**COMPLETE THE FOLLOWING**.
a) Please quote the passage about Samuel Morse word for word, between "Samuel Finley Breese" and "to help him.", inclusive.
b) In the passage about Samuel Morse, who were the two partners Morse took on while developing his prototype?

**DOCUMENT**.
Samuel Finley Breese Morse was born April 27, 1791, in
Charlestown, Massachusetts. He attended Yale University, where he
was interested in art, as well as electricity, still in its
infancy at the time. After college, Morse became a painter. In
1832, while sailing home from Europe, he heard about the newly
discovered electromagnet and came up with an idea for an electric
telegraph. He had no idea that other inventors were already at
work on the concept.
Morse spent the next several years developing a prototype and
took on two partners, Leonard Gale and Alfred Vail, to help him.
In 1838, he demonstrated his invention using Morse code, in which
dots and dashes represented letters and numbers. In 1843, Morse
finally convinced a skeptical Congress to fund the construction
of the first telegraph line in the United States, from
Washington, D.C., to Baltimore. In May 1844, Morse sent the first
official telegram over the line, with the message: "What hath God
wrought!"
Over the next few years, private companies, using Morse's patent,
set up telegraph lines around the Northeast. In 1851, the New
York and Mississippi Valley Printing Telegraph Company was
founded; it would later change its name to Western Union. In
1861, Western Union finished the first transcontinental line
across the United States. Five years later, the first successful
permanent line across the Atlantic Ocean was constructed and by
the end of the century telegraph systems were in place in Africa,
Asia and Australia.

**RECORD LIST**.
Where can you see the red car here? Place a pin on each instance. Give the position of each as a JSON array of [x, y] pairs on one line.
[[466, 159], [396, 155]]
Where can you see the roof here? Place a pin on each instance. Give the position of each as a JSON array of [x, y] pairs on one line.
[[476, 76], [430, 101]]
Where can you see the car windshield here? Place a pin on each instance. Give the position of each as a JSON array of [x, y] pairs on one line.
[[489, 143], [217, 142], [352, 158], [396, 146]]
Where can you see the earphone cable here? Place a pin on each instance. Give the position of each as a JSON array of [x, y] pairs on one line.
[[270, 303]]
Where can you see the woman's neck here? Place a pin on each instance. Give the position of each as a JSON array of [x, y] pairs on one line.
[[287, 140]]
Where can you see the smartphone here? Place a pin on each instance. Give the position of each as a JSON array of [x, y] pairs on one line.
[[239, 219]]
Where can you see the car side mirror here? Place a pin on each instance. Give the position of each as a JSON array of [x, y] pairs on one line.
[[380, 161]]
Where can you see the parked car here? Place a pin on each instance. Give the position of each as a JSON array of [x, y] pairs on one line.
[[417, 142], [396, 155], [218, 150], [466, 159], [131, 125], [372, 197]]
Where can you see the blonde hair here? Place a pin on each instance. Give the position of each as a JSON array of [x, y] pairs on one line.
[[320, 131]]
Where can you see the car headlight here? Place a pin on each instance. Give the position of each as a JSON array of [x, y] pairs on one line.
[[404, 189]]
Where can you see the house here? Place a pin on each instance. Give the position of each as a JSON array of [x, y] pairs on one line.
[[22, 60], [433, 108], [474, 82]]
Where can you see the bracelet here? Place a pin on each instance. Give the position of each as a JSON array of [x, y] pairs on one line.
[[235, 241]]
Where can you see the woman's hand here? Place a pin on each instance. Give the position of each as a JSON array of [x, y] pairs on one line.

**RESPONSES BY TASK**.
a)
Samuel Finley Breese Morse was born April 27, 1791, in
Charlestown, Massachusetts. He attended Yale University, where he
was interested in art, as well as electricity, still in its
infancy at the time. After college, Morse became a painter. In
1832, while sailing home from Europe, he heard about the newly
discovered electromagnet and came up with an idea for an electric
telegraph. He had no idea that other inventors were already at
work on the concept.
Morse spent the next several years developing a prototype and
took on two partners, Leonard Gale and Alfred Vail, to help him.

b) Leonard Gale and Alfred Vail.